Free-text object descriptions:

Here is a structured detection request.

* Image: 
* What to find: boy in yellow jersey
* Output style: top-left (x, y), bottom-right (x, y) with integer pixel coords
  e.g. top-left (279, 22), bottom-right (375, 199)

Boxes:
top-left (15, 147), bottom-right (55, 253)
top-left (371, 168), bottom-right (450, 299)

ASSIGNMENT:
Transcribe each record exactly. Leave nothing out.

ANSWER:
Here is a structured detection request.

* Image: 
* What to find: boy in yellow jersey
* Output style: top-left (x, y), bottom-right (x, y) with integer pixel coords
  e.g. top-left (279, 22), bottom-right (375, 199)

Boxes:
top-left (15, 147), bottom-right (55, 253)
top-left (371, 168), bottom-right (450, 299)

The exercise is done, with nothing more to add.